* [SUPPLIED PASSAGE]:
Parosmia (again)
Another note about parosmia, but no lies this time. I’ve identified a mystery smell. It’s been more than a year since I had COVID, and my senses of taste and smell are still a bit strange. They are very subdued and muted, by which I mean, smells and tastes are mostly as they are supposed to be, only with very little intensity — that’s the overall state of it — but also a little fucked up, and by fucked up I mean the phenomena, still, of completely new and inexplicable and sometimes horrendous smells and tastes which hit you inside the face with an extreme intensity. It is just incredibly weird.
One in particular has stuck around for me. It smells industrial, like something burning; rubber, or plastic, or some other producer of very dark-smoked, fumey fires. This summer sometimes it’s been so overwhelming I’ve been kind suppressing gag reflex in the street, trying not to make horrid retching noises as I speed home. There are three separate construction projects within two hundred yards of me (every single one of them is a student housing block), and in day-times the noise of them has occasionally been relentless, so I just assumed it was those sites which were also producing this bizarre and disgusting burnt smell. Sometimes it’s not there at all, sometimes it’s overwhelming.
Earlier, the smell was getting too much for me, and I thought I might have to go home again, when the person walking in front of me stopped suddenly and turned around. He was one of the lads from the tyre shop round the corner (if you were wondering: yeah, very). He was smoking a joint.
And it all fell into place. It’s weed. This smell of burning plastics or electrical fires. I would never have guessed in a million years, it smells so chemical and synthetic. This is how the anosmia or parosmia symptoms, as I’ve had them, are so very weird: the smells aren’t just slight distortions of reality, they completely wrench it into something barely recognizable, barely describable, because you’ve never experienced anything quite like it before, and only by tenuous comparison can you get close to articulate what it’s like. As if something managed to short-circuit your vision into seeing an entirely new colour, one that didn’t exist in the world, and which you’d never seen before. (There was a short story by someone like Wells or LeFanu about a similar idea, the discovery of a new color, which I’m fairly sure was somehow made into a film.)
Before all this, I’d never thought of smells as having texture — I’d encountered them more like single colours. Tastes, maybe, had texture, distinct from the feeling of the actual texture of food. Certainly sounds. But I now my memory of a strong odour of weed or skunk is that it was somehow viscous, a bit like water loosely stirred into molasses. While now I encounter it as having a kind of burr or grain to it, raw and tender, like a textured paving slab, like running your front teeth fast across a woodchipped wall, or like a bassoon in high-register played flutterzunge — or, all of the above with a pulsing electrical current run through it. That last bit, the current, is the thing, really: it’s as if while smelling it, you’re touching an industrial battery, it feels like it’s harming you with a very fast vibration. Disconcerting, and not pleasant.
Around new year I wrote a ‘journal’ of COVID taste/smell which started off true, but then swerved into the wildly unreal. (Entirely accidentally it was a fun test of “who among the people responding to this has read to the end?”) I’m tempted to go back to it, and rework it, because, I mean — maybe some of it wasn’t that wild after all. Even after a year things are still very weird. I hope it fixes itself, but clearly these things take years, and clearly the healing is not linear; it comes and goes, gets better and then gets far worse again. Some tastes are back. Some things are still broken. I miss the taste of olives. And I’m aware that compared to many people — I joined a few online support groups, when it got really bad — I have it, these days, mildly. But I wouldn’t mind if it the smell of weed on the way home didn’t make me feel a little like I was biting down on a small electrical motor which was somehow, also, on fire.

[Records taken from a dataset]
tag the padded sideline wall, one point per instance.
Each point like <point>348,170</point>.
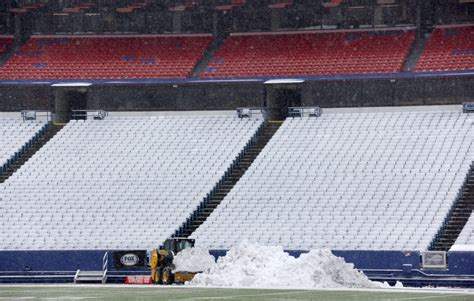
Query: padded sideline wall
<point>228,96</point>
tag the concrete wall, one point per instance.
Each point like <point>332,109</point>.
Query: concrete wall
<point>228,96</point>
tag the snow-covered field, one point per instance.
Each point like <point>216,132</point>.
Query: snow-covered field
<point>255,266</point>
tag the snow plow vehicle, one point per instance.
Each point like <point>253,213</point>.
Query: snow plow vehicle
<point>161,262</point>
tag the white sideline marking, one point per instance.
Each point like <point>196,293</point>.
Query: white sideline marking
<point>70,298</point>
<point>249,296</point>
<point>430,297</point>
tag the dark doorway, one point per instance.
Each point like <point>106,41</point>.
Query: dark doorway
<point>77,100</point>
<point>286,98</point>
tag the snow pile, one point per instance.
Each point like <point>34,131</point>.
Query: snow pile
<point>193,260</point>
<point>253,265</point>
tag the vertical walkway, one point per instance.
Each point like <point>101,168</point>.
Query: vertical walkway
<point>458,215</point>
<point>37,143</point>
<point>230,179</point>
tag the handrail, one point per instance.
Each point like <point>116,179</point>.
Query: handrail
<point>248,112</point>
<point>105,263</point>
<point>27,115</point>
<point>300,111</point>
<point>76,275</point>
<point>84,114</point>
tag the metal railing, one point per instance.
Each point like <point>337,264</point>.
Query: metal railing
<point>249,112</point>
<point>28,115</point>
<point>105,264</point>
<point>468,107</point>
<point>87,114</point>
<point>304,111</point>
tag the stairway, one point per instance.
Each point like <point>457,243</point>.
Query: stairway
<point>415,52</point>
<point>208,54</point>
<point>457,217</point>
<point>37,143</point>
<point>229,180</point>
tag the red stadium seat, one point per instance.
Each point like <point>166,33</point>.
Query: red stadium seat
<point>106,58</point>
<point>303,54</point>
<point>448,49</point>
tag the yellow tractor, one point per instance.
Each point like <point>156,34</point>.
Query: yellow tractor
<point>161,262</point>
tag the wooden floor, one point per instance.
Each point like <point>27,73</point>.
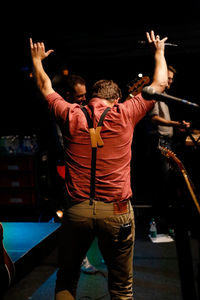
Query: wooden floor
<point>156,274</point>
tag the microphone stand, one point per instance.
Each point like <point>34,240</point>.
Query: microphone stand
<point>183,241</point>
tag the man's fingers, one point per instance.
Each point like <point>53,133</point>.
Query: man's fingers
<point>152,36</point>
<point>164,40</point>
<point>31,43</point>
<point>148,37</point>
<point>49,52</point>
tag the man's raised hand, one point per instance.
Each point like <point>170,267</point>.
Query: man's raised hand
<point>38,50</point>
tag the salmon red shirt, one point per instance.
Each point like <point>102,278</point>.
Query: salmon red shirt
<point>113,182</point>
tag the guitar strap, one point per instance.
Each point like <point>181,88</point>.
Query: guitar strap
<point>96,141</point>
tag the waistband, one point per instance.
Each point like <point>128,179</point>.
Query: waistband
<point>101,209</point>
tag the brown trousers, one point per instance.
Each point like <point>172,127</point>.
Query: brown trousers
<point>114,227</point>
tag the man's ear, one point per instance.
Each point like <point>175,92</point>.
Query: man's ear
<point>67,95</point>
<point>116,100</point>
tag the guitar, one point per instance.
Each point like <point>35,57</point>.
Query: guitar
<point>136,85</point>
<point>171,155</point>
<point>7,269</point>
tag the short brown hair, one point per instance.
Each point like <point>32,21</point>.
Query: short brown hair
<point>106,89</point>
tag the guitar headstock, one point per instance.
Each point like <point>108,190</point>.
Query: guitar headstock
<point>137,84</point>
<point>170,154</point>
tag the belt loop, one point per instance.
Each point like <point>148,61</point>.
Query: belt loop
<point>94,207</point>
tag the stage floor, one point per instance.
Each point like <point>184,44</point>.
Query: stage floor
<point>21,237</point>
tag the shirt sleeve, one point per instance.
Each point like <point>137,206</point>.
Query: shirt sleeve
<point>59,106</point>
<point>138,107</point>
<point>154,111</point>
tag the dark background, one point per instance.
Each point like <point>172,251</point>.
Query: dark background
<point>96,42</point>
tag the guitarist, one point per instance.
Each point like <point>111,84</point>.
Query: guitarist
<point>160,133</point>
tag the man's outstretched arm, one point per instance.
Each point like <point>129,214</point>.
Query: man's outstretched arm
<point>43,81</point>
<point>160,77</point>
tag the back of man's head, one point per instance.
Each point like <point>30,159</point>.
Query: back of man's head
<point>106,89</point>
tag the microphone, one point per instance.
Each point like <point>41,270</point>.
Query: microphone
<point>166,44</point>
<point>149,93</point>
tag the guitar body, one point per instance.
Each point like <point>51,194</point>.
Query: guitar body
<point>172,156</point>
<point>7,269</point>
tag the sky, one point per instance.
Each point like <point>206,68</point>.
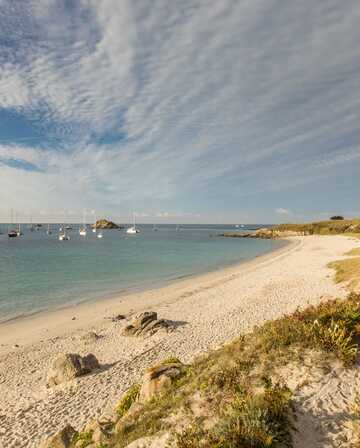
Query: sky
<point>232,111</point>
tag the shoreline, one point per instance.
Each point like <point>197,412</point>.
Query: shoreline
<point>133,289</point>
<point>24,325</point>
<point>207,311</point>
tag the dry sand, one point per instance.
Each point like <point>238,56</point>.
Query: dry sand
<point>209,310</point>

* [SET OF TASKS]:
(a) In the parosmia post, what turns out to be causing the burning smell?
(b) List the three comparisons the parosmia post introduces with "like" to describe the burr or grain of the weed smell.
This data comes from a separate source, not from the parosmia post.

* [ANSWERS TO THE EXERCISES]:
(a) Weed: a joint being smoked by one of the lads from the tyre shop.

(b)
- A textured paving slab
- Running your front teeth fast across a woodchipped wall
- A bassoon in high-register played flutterzunge